§ **Set problem**
Nothing but the lines from the one that contains "the rear bumper" through the end of the listing should appear, set down exactly.

(Entries from a dataset)
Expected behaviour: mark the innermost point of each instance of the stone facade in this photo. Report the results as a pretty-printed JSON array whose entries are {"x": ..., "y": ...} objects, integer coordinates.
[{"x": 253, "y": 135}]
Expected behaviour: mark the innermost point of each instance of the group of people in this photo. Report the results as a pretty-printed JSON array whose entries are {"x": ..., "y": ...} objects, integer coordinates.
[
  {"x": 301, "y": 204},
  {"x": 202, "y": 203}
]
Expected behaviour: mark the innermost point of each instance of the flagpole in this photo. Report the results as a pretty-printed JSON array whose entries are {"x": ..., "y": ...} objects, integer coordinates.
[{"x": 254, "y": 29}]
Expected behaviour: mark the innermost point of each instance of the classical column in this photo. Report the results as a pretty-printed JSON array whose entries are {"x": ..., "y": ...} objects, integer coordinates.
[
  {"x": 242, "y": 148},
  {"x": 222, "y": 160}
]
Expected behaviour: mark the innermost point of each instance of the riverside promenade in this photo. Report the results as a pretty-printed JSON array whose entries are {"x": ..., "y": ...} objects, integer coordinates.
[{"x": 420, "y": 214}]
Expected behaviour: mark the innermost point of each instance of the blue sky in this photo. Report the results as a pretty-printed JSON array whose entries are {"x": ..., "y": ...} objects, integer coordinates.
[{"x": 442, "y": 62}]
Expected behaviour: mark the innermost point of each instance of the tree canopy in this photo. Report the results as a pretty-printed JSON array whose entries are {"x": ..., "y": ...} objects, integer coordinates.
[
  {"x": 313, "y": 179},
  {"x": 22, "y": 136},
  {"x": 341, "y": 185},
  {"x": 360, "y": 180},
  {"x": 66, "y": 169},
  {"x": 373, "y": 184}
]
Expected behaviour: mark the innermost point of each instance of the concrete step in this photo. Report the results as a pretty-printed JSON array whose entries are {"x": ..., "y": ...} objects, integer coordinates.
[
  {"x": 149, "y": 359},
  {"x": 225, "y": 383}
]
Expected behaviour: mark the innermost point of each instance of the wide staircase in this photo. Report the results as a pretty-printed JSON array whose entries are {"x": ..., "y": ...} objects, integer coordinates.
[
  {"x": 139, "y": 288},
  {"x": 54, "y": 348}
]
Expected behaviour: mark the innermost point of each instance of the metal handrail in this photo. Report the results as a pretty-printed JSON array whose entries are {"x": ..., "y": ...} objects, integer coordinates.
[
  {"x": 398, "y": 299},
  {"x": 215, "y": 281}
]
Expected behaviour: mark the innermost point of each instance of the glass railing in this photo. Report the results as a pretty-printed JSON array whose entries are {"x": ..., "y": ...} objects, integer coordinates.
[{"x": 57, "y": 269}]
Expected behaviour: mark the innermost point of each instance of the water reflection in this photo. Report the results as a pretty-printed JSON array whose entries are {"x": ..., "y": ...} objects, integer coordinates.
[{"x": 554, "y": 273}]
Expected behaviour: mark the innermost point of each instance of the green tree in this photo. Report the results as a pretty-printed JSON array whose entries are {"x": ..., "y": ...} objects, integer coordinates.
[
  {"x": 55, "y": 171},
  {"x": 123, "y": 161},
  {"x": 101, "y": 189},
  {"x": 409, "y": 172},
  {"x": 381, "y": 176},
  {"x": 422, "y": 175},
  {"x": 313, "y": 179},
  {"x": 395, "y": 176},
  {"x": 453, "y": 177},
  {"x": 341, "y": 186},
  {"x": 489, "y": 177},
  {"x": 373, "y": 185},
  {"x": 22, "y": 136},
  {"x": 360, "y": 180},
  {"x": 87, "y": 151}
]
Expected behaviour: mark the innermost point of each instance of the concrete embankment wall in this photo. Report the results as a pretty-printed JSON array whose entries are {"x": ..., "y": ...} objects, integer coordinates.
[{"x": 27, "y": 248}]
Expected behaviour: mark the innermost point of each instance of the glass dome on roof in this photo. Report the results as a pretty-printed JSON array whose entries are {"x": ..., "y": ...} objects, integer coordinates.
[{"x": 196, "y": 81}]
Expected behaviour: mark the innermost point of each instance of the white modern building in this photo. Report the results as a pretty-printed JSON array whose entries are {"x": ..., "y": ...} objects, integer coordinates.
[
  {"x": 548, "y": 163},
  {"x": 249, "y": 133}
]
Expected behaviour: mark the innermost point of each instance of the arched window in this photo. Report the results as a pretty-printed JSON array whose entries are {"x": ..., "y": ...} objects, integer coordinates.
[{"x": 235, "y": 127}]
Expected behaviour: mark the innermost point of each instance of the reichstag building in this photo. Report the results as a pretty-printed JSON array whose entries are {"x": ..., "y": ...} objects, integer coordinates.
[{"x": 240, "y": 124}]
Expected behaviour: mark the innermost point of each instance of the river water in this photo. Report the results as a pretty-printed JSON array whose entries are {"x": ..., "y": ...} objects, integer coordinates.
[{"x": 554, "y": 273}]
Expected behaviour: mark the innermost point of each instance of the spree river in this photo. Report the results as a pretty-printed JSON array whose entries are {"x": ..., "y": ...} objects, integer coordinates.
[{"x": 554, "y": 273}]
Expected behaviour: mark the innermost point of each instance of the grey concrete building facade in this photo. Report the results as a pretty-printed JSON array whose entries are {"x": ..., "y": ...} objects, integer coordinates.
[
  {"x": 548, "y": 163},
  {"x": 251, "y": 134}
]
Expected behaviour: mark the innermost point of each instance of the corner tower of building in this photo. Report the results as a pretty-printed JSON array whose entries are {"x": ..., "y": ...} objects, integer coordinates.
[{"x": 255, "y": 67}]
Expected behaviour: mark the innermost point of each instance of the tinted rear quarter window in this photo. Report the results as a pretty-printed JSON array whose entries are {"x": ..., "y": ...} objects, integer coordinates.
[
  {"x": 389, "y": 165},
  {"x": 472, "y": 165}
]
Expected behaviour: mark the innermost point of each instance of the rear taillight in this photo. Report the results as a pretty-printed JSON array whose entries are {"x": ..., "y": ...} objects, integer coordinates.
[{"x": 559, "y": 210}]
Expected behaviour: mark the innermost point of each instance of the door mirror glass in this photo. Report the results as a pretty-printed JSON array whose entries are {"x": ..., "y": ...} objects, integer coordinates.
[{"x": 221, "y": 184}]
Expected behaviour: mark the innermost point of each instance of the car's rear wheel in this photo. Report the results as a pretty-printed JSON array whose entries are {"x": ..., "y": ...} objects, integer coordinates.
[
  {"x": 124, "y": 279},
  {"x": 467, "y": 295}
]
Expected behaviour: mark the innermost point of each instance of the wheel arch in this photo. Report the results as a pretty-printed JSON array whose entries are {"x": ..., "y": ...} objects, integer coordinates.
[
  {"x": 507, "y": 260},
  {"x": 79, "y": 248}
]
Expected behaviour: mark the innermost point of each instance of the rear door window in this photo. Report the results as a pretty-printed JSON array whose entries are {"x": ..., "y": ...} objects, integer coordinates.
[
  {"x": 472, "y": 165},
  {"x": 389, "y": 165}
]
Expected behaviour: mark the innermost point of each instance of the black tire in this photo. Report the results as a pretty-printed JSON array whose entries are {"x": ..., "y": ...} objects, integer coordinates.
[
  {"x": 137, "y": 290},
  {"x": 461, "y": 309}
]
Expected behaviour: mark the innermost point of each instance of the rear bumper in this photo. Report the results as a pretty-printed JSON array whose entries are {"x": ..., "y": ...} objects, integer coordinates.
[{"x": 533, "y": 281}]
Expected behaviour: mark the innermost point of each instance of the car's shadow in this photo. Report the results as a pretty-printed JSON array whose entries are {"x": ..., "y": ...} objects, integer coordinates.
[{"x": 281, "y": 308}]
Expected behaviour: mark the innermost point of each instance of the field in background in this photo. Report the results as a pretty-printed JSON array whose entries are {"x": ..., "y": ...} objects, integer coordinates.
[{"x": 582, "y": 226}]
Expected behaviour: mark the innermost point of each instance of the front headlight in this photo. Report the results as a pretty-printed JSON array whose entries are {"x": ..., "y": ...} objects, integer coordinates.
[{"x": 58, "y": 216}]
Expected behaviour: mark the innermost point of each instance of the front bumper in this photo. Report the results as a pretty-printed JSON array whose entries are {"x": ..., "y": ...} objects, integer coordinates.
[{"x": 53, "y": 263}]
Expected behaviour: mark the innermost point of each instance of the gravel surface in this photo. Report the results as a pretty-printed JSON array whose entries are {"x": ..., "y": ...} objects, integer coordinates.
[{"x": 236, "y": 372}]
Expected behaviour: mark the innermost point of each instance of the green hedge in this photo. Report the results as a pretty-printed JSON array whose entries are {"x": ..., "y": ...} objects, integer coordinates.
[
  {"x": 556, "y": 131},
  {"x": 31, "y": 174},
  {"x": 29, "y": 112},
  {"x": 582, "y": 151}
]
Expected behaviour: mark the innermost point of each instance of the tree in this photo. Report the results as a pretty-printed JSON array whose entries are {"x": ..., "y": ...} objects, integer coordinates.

§ **Problem solution**
Expected behaviour: mark the innermost point of each instance of the rear bumper in this photo. Report the results as a pretty-printed JSON array whose entries are {"x": ..., "y": ...} objects, integer coordinates.
[{"x": 533, "y": 281}]
Expected behaviour: mark the innermost point of each instance of the car's shadow in this photo. Report the results as a pretty-printed JSON array whose entries are {"x": ..., "y": ...} objects, integer coordinates.
[{"x": 281, "y": 308}]
Expected behaviour: mark the innermost point of each instance of the field in background in this photo. Report the results as a pretty-printed JSON array whose entries are {"x": ..., "y": ...} objects, integer coordinates.
[{"x": 582, "y": 226}]
Expected behaviour: mark the innermost point of each instance of the front headlight in this photo. Report the results as a pretty-printed JSON array whose entries are {"x": ..., "y": ...} objects, integer coordinates.
[{"x": 58, "y": 216}]
Expected behaviour: mark the innermost point of each instance of the front bumper in this photo. Report the results as a pretty-printed JSON array whose entries are {"x": ..., "y": ...} objects, integer coordinates.
[{"x": 53, "y": 263}]
Expected behaviour: mark the innermost point of each instance of the gravel surface in this photo. Report the results as a pretty-printed JSON array whose entries are {"x": ..., "y": ...} objects, integer coordinates.
[{"x": 236, "y": 372}]
Expected behaviour: mark the innermost point of each instance of the green hedge in this photo. Report the results as a pretty-printed JSON array whose entries are {"x": ..., "y": ...} objects, integer coordinates.
[
  {"x": 556, "y": 131},
  {"x": 31, "y": 174},
  {"x": 29, "y": 112},
  {"x": 582, "y": 151}
]
Expected behaviour: mark the innermost point of each instance of the tree in this photo. Report the results as a pretty-printed JSON array whose entries are {"x": ..., "y": ...} objects, integer coordinates.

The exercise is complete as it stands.